Hay días que el mal parece que me va a triturar todos los huesos y que amenaza con aplastarme. Y me doy cuenta de lo poca cosa que soy, de lo poco que valgo, de lo frágil que soy, de lo pecador que soy. Y me doy cuenta de la poca fe que tengo y de que la esperanza se torna en desesperación y de que todo parece oscuridad a mi alrededor. Y entonces veo a Cristo crucificado, despreciado, humillado, torturado, escupido, desfigurado, sangrando por todo su cuerpo, abandonado por todos; víctima de las mentiras de unos, de las burlas de otros; destrozado por una crueldad inhumana. Y entonces me agarro a esa cruz y le pido al Señor que tenga compasión de mí, que soy un pobre pecador; que tenga compasión de mi pueblo que está sufriendo tanto, de mis hermanos en la fe que están siendo masacrados, de los niños y las mujeres maltratadas, de los que están sufriendo el paro, la enfermedad, la desesperación, el desconsuelo, la soledad. Yo no puedo nada, Señor, pero Tú lo puedes todo. Yo no puedo ser santo por mucho que lo intente, pero Tú, mi Señor, puedes hacerme santo con tu gracia. Yo no puedo acabar con la injusticia ni con el paro de las familias que tan mal lo están pasando, pero Tú sí puedes, Señor. Que venga a nosotros tu Reino, Señor. Que venga ya. Ten compasión de tu pueblo y de este pobre e inútil siervo tuyo. Señor, que yo pueda ser cauce de tu amor a cuantos me rodean. Que pueda poner esperanza y amor donde no se ve más que desesperación y odio. Que pueda ser portador de bien y de luz en medio de tantas tinieblas. Yo no quiero nada para mí, Señor. Todo lo bueno que tengo me lo has dado Tú: mi esposa, mis hijos, mi vocación de maestro, mi fe. Todo es tuyo. Yo sólo quiero ser santo. Pero yo no puedo sin tu gracia. Te pido, mi Señor, que pueda cargar con mi cruz con tu ayuda hasta las últimas consecuencias, que sea capaz de gastar mi vida amando a cuantos me rodean como Tú los amas. Pero la cruz no me gusta, Señor. No me gusta que me calumnien, que me desprecien, que se burlen de mí. Yo prefiero los halagos y el éxito y vivir bien y tranquilo y no tener problemas. Pero sé que ese no es tu camino. Tu camino es el del calvario. Dame fuerzas para seguirte hasta el último momento, para serte fiel y no caer; para que no reniega de ti ni te traicione, Señor. Tú lo sabes todo. Tú sabes que te quiero. Contigo lo puedo todo; sin ti, nada. No permitas que te abandone nunca ni que te dé la espalda. Dame tu amor y tu gracia: eso me basta.

**OBJETIVO DEL EJERCICIO**
Responde estas preguntas sobre el texto:
(a) Al ver a Cristo crucificado, ¿a qué se agarra quien habla?
(b) ¿Qué cosas buenas dadas por el Señor se enumeran en el texto?
(c) ¿Qué se dice preferir en lugar de la cruz?

**EXTRACTO DE DATOS**
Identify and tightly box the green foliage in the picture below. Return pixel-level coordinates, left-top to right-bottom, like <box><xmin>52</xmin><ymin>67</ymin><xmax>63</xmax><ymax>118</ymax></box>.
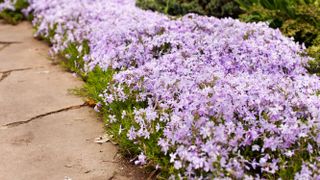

**RESPUESTA**
(a) A la cruz de Cristo.
(b) Su esposa, sus hijos, su vocación de maestro y su fe.
(c) Los halagos, el éxito, vivir bien y tranquilo y no tener problemas.